··· AVAILABLE RECORDS ···
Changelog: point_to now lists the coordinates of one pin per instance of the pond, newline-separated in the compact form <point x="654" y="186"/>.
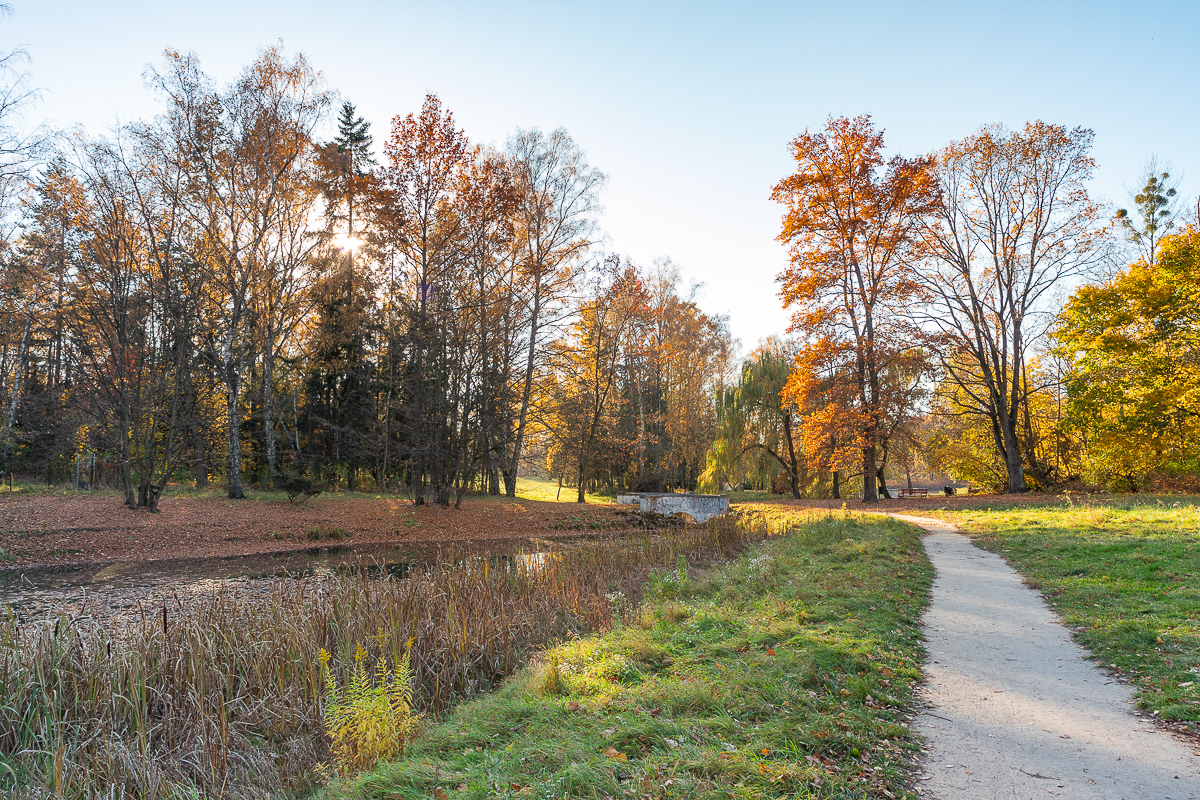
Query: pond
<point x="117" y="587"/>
···
··· AVAILABLE RECORDS ···
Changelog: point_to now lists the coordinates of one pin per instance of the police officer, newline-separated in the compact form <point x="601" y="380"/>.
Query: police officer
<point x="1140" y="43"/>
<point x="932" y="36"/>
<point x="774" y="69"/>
···
··· AVAILABLE RECORDS ···
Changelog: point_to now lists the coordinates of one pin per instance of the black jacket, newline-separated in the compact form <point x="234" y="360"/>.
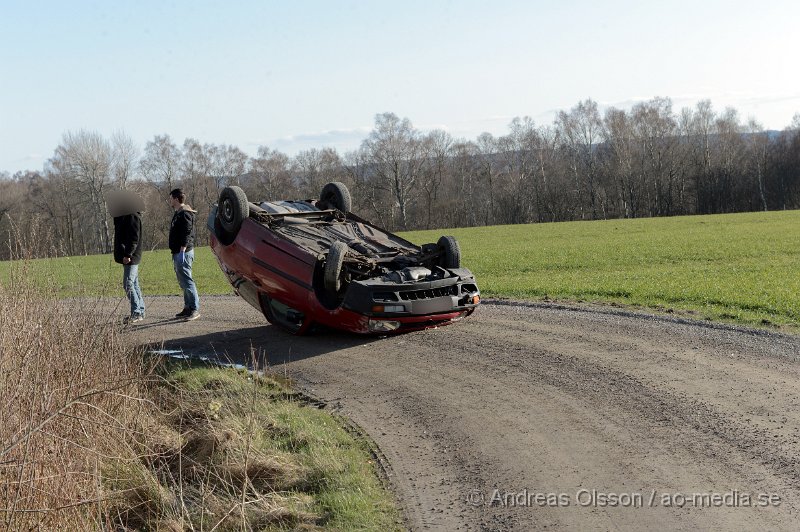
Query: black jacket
···
» PROBLEM REQUIREMENTS:
From the listing, tally every line with the word "jacket" in it and give only the tally.

» THE ANSWER:
2